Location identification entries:
## BEGIN

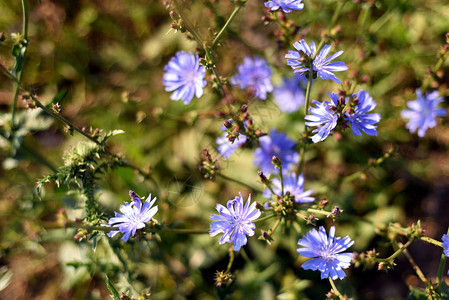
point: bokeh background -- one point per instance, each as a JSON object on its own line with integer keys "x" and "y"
{"x": 108, "y": 58}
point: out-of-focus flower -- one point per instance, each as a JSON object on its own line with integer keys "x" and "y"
{"x": 286, "y": 5}
{"x": 320, "y": 65}
{"x": 292, "y": 184}
{"x": 235, "y": 221}
{"x": 226, "y": 148}
{"x": 327, "y": 252}
{"x": 359, "y": 118}
{"x": 184, "y": 76}
{"x": 323, "y": 116}
{"x": 134, "y": 216}
{"x": 254, "y": 74}
{"x": 290, "y": 95}
{"x": 279, "y": 145}
{"x": 422, "y": 112}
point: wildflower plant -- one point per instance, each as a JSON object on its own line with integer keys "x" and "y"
{"x": 235, "y": 221}
{"x": 422, "y": 112}
{"x": 55, "y": 130}
{"x": 326, "y": 251}
{"x": 134, "y": 216}
{"x": 306, "y": 56}
{"x": 184, "y": 76}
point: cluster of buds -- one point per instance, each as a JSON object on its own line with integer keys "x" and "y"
{"x": 336, "y": 211}
{"x": 334, "y": 296}
{"x": 242, "y": 123}
{"x": 177, "y": 22}
{"x": 223, "y": 279}
{"x": 311, "y": 220}
{"x": 208, "y": 166}
{"x": 367, "y": 259}
{"x": 284, "y": 206}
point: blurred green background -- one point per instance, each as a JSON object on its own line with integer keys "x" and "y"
{"x": 109, "y": 57}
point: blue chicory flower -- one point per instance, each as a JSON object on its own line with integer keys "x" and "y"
{"x": 445, "y": 245}
{"x": 184, "y": 76}
{"x": 324, "y": 117}
{"x": 326, "y": 251}
{"x": 360, "y": 119}
{"x": 254, "y": 74}
{"x": 133, "y": 217}
{"x": 422, "y": 112}
{"x": 286, "y": 5}
{"x": 235, "y": 221}
{"x": 321, "y": 65}
{"x": 292, "y": 184}
{"x": 290, "y": 95}
{"x": 275, "y": 144}
{"x": 225, "y": 147}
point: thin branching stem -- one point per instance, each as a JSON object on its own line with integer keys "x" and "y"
{"x": 70, "y": 124}
{"x": 225, "y": 26}
{"x": 19, "y": 73}
{"x": 237, "y": 181}
{"x": 441, "y": 265}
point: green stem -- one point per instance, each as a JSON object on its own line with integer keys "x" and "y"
{"x": 225, "y": 26}
{"x": 236, "y": 181}
{"x": 281, "y": 177}
{"x": 405, "y": 232}
{"x": 334, "y": 288}
{"x": 415, "y": 267}
{"x": 211, "y": 58}
{"x": 398, "y": 252}
{"x": 275, "y": 226}
{"x": 67, "y": 122}
{"x": 306, "y": 109}
{"x": 231, "y": 261}
{"x": 19, "y": 74}
{"x": 107, "y": 229}
{"x": 441, "y": 266}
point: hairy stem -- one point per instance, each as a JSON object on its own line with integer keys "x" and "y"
{"x": 19, "y": 74}
{"x": 70, "y": 124}
{"x": 237, "y": 181}
{"x": 306, "y": 109}
{"x": 441, "y": 266}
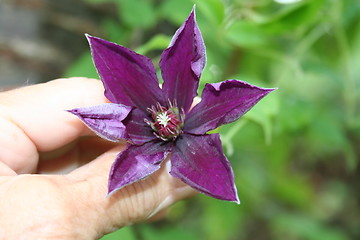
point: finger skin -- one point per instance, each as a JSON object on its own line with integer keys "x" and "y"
{"x": 75, "y": 206}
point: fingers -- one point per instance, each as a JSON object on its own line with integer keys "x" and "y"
{"x": 34, "y": 119}
{"x": 39, "y": 110}
{"x": 134, "y": 203}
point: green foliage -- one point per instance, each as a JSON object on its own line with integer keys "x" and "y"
{"x": 295, "y": 154}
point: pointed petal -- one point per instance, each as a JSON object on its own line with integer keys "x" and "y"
{"x": 136, "y": 163}
{"x": 200, "y": 162}
{"x": 222, "y": 103}
{"x": 182, "y": 63}
{"x": 138, "y": 131}
{"x": 105, "y": 119}
{"x": 129, "y": 78}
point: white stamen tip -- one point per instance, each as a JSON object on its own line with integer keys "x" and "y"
{"x": 163, "y": 118}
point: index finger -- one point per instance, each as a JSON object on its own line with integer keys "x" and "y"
{"x": 36, "y": 119}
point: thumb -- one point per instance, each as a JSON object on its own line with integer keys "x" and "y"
{"x": 134, "y": 203}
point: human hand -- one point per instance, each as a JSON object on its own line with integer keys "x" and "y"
{"x": 38, "y": 136}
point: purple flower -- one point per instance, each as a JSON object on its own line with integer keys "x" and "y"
{"x": 158, "y": 121}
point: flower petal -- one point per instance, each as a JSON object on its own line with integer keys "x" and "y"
{"x": 136, "y": 163}
{"x": 200, "y": 162}
{"x": 129, "y": 78}
{"x": 105, "y": 119}
{"x": 182, "y": 63}
{"x": 222, "y": 103}
{"x": 138, "y": 131}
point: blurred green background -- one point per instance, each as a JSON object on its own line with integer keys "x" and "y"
{"x": 296, "y": 154}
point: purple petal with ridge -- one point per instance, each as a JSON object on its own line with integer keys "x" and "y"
{"x": 199, "y": 161}
{"x": 139, "y": 132}
{"x": 105, "y": 119}
{"x": 136, "y": 163}
{"x": 129, "y": 78}
{"x": 222, "y": 103}
{"x": 182, "y": 63}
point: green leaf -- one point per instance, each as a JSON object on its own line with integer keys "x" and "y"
{"x": 213, "y": 10}
{"x": 176, "y": 11}
{"x": 158, "y": 42}
{"x": 245, "y": 34}
{"x": 82, "y": 67}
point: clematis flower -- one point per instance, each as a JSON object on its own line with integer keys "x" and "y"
{"x": 158, "y": 122}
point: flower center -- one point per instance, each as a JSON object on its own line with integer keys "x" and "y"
{"x": 167, "y": 122}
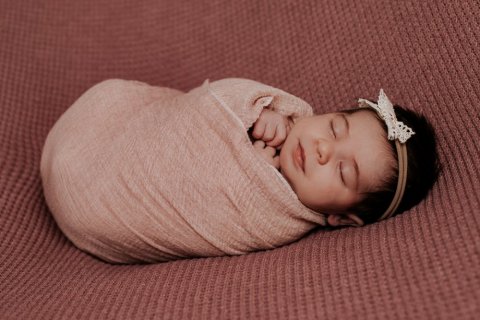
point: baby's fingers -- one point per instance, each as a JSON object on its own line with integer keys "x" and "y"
{"x": 280, "y": 135}
{"x": 259, "y": 144}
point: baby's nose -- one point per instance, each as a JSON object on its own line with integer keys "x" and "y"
{"x": 324, "y": 149}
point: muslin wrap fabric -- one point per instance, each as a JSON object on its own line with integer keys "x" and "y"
{"x": 136, "y": 173}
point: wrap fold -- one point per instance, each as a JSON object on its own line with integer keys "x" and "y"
{"x": 139, "y": 173}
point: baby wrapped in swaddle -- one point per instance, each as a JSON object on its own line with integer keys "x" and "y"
{"x": 139, "y": 173}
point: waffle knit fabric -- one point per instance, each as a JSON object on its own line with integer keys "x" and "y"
{"x": 422, "y": 264}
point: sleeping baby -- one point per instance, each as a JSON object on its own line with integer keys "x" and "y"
{"x": 135, "y": 173}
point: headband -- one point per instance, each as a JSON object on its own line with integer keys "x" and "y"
{"x": 400, "y": 133}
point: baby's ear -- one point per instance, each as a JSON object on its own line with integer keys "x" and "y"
{"x": 349, "y": 219}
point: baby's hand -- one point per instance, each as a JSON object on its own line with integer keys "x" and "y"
{"x": 272, "y": 127}
{"x": 267, "y": 152}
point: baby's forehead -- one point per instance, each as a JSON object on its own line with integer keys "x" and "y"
{"x": 372, "y": 150}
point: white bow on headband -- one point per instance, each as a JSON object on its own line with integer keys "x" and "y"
{"x": 384, "y": 108}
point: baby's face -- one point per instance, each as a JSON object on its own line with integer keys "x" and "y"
{"x": 344, "y": 155}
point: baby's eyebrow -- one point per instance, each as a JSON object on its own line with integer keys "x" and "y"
{"x": 355, "y": 165}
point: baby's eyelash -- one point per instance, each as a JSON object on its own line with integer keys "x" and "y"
{"x": 341, "y": 172}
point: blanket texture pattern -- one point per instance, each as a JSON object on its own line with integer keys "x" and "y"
{"x": 139, "y": 173}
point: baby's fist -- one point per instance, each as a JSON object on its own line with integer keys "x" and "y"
{"x": 267, "y": 153}
{"x": 272, "y": 127}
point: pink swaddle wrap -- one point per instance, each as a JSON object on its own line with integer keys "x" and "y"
{"x": 138, "y": 173}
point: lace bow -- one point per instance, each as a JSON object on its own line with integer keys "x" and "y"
{"x": 396, "y": 129}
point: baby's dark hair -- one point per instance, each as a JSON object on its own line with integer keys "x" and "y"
{"x": 422, "y": 171}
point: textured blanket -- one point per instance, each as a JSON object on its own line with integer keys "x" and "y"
{"x": 138, "y": 173}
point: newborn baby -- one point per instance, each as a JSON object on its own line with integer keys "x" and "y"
{"x": 138, "y": 173}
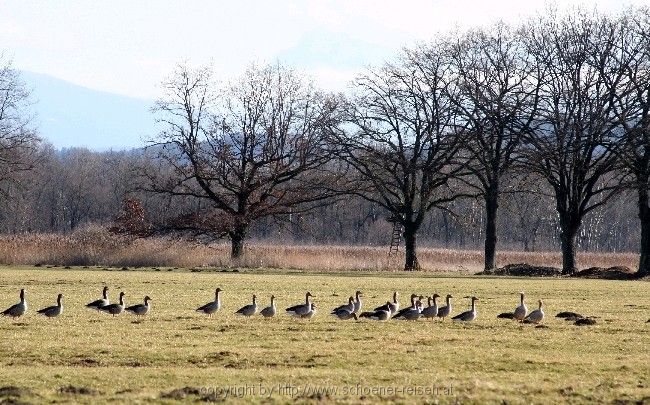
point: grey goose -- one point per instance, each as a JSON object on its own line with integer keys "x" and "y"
{"x": 17, "y": 310}
{"x": 212, "y": 306}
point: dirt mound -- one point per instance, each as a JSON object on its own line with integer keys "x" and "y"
{"x": 523, "y": 270}
{"x": 527, "y": 270}
{"x": 609, "y": 273}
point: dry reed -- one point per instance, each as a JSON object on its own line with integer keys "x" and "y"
{"x": 94, "y": 246}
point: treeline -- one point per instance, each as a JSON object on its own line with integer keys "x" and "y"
{"x": 72, "y": 188}
{"x": 538, "y": 134}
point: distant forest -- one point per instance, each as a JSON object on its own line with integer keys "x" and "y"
{"x": 530, "y": 137}
{"x": 74, "y": 187}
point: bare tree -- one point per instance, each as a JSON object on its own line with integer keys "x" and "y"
{"x": 403, "y": 143}
{"x": 574, "y": 145}
{"x": 258, "y": 149}
{"x": 632, "y": 107}
{"x": 18, "y": 139}
{"x": 497, "y": 99}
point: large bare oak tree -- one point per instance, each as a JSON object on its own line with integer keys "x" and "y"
{"x": 496, "y": 99}
{"x": 402, "y": 140}
{"x": 255, "y": 148}
{"x": 574, "y": 144}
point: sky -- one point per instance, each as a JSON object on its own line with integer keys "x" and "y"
{"x": 128, "y": 47}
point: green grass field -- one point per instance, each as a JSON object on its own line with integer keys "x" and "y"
{"x": 177, "y": 354}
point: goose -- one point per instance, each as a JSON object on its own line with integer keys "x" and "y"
{"x": 53, "y": 311}
{"x": 357, "y": 303}
{"x": 115, "y": 309}
{"x": 248, "y": 310}
{"x": 467, "y": 316}
{"x": 140, "y": 309}
{"x": 537, "y": 315}
{"x": 382, "y": 314}
{"x": 411, "y": 314}
{"x": 521, "y": 310}
{"x": 301, "y": 309}
{"x": 391, "y": 307}
{"x": 444, "y": 312}
{"x": 310, "y": 313}
{"x": 402, "y": 311}
{"x": 347, "y": 307}
{"x": 432, "y": 310}
{"x": 213, "y": 306}
{"x": 269, "y": 311}
{"x": 102, "y": 302}
{"x": 344, "y": 314}
{"x": 17, "y": 310}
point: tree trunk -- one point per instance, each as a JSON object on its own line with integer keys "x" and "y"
{"x": 410, "y": 241}
{"x": 644, "y": 217}
{"x": 568, "y": 240}
{"x": 491, "y": 207}
{"x": 237, "y": 238}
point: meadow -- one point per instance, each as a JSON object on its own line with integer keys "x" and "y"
{"x": 175, "y": 354}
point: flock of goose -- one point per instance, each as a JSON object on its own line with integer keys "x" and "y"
{"x": 306, "y": 310}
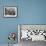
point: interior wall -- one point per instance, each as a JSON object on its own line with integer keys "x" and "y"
{"x": 29, "y": 12}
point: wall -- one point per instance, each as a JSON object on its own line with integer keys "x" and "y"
{"x": 29, "y": 12}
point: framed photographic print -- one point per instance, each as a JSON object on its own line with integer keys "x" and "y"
{"x": 10, "y": 11}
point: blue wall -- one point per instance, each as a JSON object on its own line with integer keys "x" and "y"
{"x": 29, "y": 12}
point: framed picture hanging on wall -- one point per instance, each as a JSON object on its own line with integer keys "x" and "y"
{"x": 10, "y": 11}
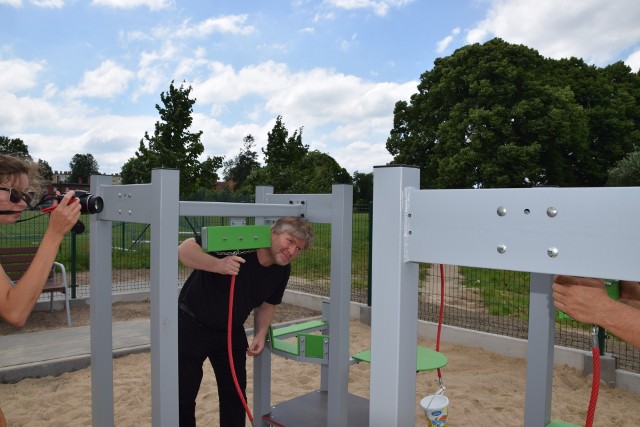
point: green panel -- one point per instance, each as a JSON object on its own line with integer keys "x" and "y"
{"x": 313, "y": 345}
{"x": 300, "y": 327}
{"x": 235, "y": 238}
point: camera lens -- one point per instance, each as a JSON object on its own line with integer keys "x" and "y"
{"x": 95, "y": 204}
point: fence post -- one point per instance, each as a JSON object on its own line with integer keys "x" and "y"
{"x": 369, "y": 287}
{"x": 73, "y": 262}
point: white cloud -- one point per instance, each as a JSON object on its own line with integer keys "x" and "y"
{"x": 336, "y": 110}
{"x": 231, "y": 24}
{"x": 18, "y": 74}
{"x": 443, "y": 44}
{"x": 52, "y": 4}
{"x": 106, "y": 81}
{"x": 379, "y": 7}
{"x": 132, "y": 4}
{"x": 588, "y": 29}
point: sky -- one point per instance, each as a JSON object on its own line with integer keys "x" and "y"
{"x": 84, "y": 76}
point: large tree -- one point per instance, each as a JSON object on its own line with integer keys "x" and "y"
{"x": 14, "y": 147}
{"x": 82, "y": 167}
{"x": 240, "y": 167}
{"x": 501, "y": 115}
{"x": 173, "y": 145}
{"x": 283, "y": 157}
{"x": 626, "y": 173}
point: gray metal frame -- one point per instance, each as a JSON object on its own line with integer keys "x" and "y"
{"x": 157, "y": 204}
{"x": 578, "y": 231}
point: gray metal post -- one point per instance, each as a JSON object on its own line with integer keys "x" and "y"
{"x": 340, "y": 296}
{"x": 537, "y": 407}
{"x": 100, "y": 314}
{"x": 262, "y": 363}
{"x": 394, "y": 304}
{"x": 164, "y": 296}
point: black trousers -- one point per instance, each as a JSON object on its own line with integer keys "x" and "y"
{"x": 196, "y": 343}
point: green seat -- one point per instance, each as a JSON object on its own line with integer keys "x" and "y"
{"x": 427, "y": 359}
{"x": 295, "y": 329}
{"x": 307, "y": 347}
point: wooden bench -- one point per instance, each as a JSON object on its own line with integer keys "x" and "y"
{"x": 17, "y": 260}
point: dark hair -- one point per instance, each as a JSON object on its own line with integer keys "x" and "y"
{"x": 297, "y": 227}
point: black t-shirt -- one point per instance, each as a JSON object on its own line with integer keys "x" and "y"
{"x": 207, "y": 294}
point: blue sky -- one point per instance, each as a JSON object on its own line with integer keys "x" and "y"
{"x": 84, "y": 76}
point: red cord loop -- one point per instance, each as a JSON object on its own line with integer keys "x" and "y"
{"x": 230, "y": 351}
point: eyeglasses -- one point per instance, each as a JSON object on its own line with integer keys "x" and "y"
{"x": 16, "y": 196}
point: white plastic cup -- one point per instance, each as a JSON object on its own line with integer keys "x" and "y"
{"x": 435, "y": 408}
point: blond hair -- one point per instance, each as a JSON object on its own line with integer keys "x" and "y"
{"x": 297, "y": 227}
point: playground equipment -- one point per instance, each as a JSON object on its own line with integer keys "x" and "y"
{"x": 157, "y": 204}
{"x": 576, "y": 231}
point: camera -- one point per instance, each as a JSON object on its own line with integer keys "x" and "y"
{"x": 88, "y": 202}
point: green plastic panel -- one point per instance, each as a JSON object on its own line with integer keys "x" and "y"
{"x": 235, "y": 238}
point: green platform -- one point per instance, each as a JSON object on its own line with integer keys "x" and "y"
{"x": 427, "y": 359}
{"x": 558, "y": 423}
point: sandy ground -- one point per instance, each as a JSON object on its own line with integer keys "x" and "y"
{"x": 485, "y": 389}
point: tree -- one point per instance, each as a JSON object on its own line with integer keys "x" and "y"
{"x": 14, "y": 147}
{"x": 501, "y": 115}
{"x": 82, "y": 167}
{"x": 173, "y": 145}
{"x": 45, "y": 170}
{"x": 362, "y": 187}
{"x": 318, "y": 172}
{"x": 283, "y": 157}
{"x": 240, "y": 167}
{"x": 626, "y": 173}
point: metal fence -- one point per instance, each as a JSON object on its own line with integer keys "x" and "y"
{"x": 477, "y": 299}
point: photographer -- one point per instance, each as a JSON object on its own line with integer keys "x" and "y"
{"x": 586, "y": 300}
{"x": 16, "y": 177}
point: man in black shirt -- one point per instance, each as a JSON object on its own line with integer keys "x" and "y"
{"x": 261, "y": 278}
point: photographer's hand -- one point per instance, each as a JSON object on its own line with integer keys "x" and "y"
{"x": 65, "y": 215}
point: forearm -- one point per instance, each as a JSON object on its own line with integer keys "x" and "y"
{"x": 192, "y": 256}
{"x": 19, "y": 300}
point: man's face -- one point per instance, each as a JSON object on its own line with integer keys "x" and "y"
{"x": 285, "y": 248}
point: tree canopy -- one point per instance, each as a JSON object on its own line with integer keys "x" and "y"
{"x": 626, "y": 173}
{"x": 82, "y": 167}
{"x": 14, "y": 147}
{"x": 240, "y": 167}
{"x": 291, "y": 168}
{"x": 501, "y": 115}
{"x": 173, "y": 145}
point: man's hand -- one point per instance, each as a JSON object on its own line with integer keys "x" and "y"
{"x": 582, "y": 298}
{"x": 256, "y": 347}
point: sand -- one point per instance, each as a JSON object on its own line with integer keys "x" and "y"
{"x": 485, "y": 389}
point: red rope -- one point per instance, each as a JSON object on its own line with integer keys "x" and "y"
{"x": 440, "y": 315}
{"x": 230, "y": 351}
{"x": 595, "y": 386}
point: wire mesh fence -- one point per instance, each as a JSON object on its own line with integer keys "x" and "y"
{"x": 485, "y": 300}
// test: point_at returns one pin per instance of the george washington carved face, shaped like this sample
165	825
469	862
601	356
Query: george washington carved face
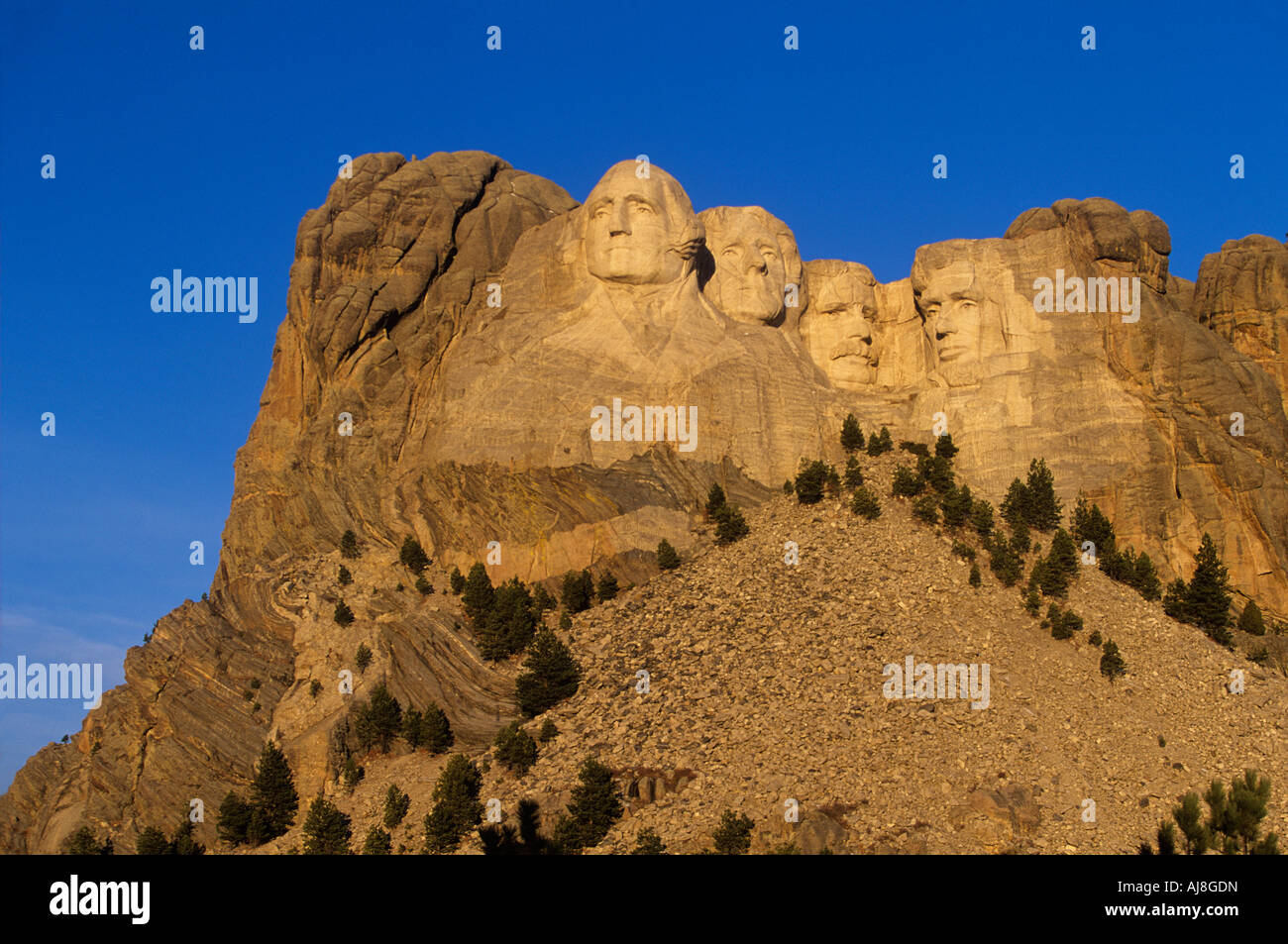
639	231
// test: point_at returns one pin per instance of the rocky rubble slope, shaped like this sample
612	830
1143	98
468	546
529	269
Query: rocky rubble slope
765	685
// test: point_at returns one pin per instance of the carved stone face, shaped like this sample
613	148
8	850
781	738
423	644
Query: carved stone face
750	273
953	308
837	325
634	227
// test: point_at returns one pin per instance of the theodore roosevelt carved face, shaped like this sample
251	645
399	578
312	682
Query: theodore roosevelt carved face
837	325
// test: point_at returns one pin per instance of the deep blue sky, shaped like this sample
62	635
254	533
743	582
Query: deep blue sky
205	161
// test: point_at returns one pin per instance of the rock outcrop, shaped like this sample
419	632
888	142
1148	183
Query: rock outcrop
471	357
1241	294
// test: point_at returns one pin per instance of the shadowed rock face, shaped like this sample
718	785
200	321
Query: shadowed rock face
469	318
1241	294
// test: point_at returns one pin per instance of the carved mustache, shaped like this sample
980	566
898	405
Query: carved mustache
854	347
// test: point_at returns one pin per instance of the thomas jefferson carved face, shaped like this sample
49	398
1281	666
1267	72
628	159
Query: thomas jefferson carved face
751	270
953	308
639	231
750	273
837	325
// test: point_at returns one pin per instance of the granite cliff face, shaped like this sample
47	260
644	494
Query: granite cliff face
471	356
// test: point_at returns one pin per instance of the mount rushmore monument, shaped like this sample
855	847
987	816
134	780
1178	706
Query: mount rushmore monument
568	380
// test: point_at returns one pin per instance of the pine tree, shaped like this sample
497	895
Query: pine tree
456	805
926	507
509	622
1016	505
851	434
378	720
271	792
935	472
666	557
880	443
810	480
1248	800
1112	665
412	556
1166	839
1020	541
378	842
853	474
1209	594
1005	563
733	835
480	594
906	483
648	842
153	841
1250	621
715	500
592	810
395	806
957	504
1189	818
515	750
982	518
578	591
233	819
730	526
1043	507
1091	524
326	829
85	842
553	675
1175	601
541	601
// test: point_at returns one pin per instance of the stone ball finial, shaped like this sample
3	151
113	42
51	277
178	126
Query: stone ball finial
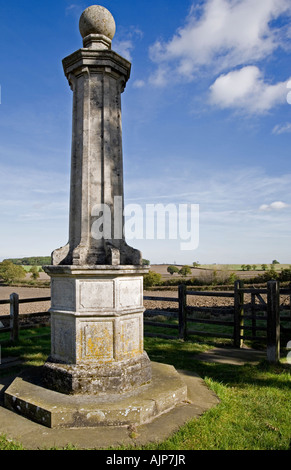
97	20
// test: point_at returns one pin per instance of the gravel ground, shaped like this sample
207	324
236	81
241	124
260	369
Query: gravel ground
32	292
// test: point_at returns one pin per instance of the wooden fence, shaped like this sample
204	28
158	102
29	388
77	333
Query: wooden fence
240	317
13	318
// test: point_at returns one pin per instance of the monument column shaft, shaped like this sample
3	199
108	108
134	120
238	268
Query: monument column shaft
97	166
97	78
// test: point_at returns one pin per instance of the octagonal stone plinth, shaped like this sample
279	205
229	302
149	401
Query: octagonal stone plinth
97	330
29	398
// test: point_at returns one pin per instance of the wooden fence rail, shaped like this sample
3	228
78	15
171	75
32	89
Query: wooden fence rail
269	312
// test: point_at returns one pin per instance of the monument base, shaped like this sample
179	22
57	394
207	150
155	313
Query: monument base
27	397
91	379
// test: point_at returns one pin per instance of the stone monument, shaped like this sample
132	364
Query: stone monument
97	281
98	371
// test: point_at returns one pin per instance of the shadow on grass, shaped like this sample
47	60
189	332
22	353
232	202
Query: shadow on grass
182	356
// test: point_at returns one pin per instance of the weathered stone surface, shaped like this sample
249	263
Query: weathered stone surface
97	78
98	379
52	409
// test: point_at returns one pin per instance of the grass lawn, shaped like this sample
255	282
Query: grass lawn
255	401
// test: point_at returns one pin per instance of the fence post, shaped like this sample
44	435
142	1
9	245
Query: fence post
273	322
253	313
238	330
182	312
14	317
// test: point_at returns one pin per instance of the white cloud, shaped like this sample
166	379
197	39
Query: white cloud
138	84
221	35
282	128
124	48
275	206
246	89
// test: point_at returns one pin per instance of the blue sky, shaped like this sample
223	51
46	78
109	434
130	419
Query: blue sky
206	120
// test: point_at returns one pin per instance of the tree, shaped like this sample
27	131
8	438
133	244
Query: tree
10	272
172	270
185	271
34	272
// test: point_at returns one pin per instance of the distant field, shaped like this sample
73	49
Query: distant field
205	270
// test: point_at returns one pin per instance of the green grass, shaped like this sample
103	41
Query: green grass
254	412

## END

▸ **Exercise aim**
Return exactly, and only, the line containing "surface, shaped like this sample" and every line after it through the end of the material.

▸ **Result for this exercise**
// test: point_at returns one pin per instance of the weathered stone surface, shaped like this sample
249	263
Query: weathered stone surface
97	78
98	379
52	409
// test: point_at returns one pin per instance of the grass lawn, shaped like this sample
255	282
Query: grass lawn
255	401
// test: point_at returns one pin per instance of the fence post, shaped like this sample
44	435
142	1
9	245
Query: fence post
273	322
253	313
238	330
182	312
14	317
// test: point_at returns one pin per instance of the white cloud, shaped like this sample
166	379
197	39
Query: white cloud
138	84
221	35
282	128
124	48
275	206
246	89
// test: point_at returns one pin per instance of the blue sky, shaped like this sample
223	51
46	78
109	434
130	419
Query: blue sky
206	120
// test: point_at returns one pin per instance of the tree, shaped like this sample
27	131
8	438
133	244
Query: tree
10	272
172	270
185	271
34	272
// test: point_at returns one pin per instance of the distant field, shaped like this sample
73	49
Query: distant field
205	270
// test: point_at returns one pin per instance of the green grass, shaped like this sample
103	41
Query: green grass
254	412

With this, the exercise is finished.